I’ve been thinking through what is likely to emerge regarding policy for Iraq from the new configuration emerging in Washington after Tuesday’s elections.
Giving Donald Rumsfeld the boot the day rights after the election was only the first of a series of changes we can now expect. “Stay the course” is now (finally!) history, and the only question is what approach will be adopted to replace it.
Almost certainly, as had been widely predicted, the Iraq Study Group will play a key role in formulating the new approach. Its contribution is needed much more now than it was before November 7, because it was intentionally composed of people with strong links to the two major US parties and is therefore in a strong role to help broker the intra-US political terms of the “deal” that needs to be done over Iraq.
It is my sense that if, as seems to be the case, the people on the ISG consist mainly of political ‘realists” from both parties, rather than ideologues, they may well seek to move very quickly indeed to formulate the terms of that deal. They can use the present political inter-regnum– before the new Congress is sworn in and while the old Congress now has little if any real political clout– to find a workable and bipartisan policy toward Iraq before Inauguration Day in January, and thus to set the agenda for the incoming Congress.
Though JWN readers must know that I have a few partisan sympathies of my own, I do think that finding a workable bipartisan approach to Iraq (and the related issues) is very valuable. Tough decisions will need to be made and a steady hand placed on the wheel of policy if the poor bloody Iraqis are not to have their country plunged into even greater chaos, and if the current violence in Palestine and the strong sense of unease throughout the rest of the Middle East are not to explode uncontrollably and with massive damage for millions of people throughout the region.
US voters have spoken. On Tuesday they made clear (1) that Iraq was a very strong concern for them, and (2) that, judging the present policy a failure, they need to see a distinct change of policy– one that offers a hope of a US troop withdrawal within a reasonable length of time.
My suggestion for a plan
US citizens do not, obviously, want the manner of the US withdrawal to be either: (1) an operational debacle that brings massive or unnecessary troop losses or a too-evident loss of US face, or (2) one that it leaves a completely failed state in Iraq that could, like pre-2001 Afghanistan, incubate further waves of Qaeda-style terror.

▶ _STORED DATA_:
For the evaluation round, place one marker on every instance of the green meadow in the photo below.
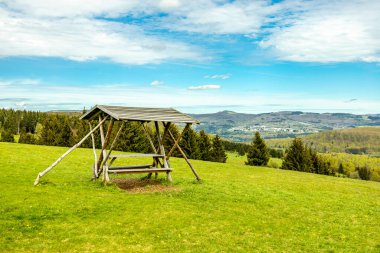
(236, 208)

▶ _EXERCISE DIRECTIONS_: Translate this sentence from the text on Iraq policy after the US elections into Spanish: "“Stay the course” is now (finally!) history, and the only question is what approach will be adopted to replace it."

▶ _THE COMPLETED TASK_: «Mantener el rumbo» es ahora (¡por fin!) historia, y la única pregunta es qué enfoque se adoptará para reemplazarlo.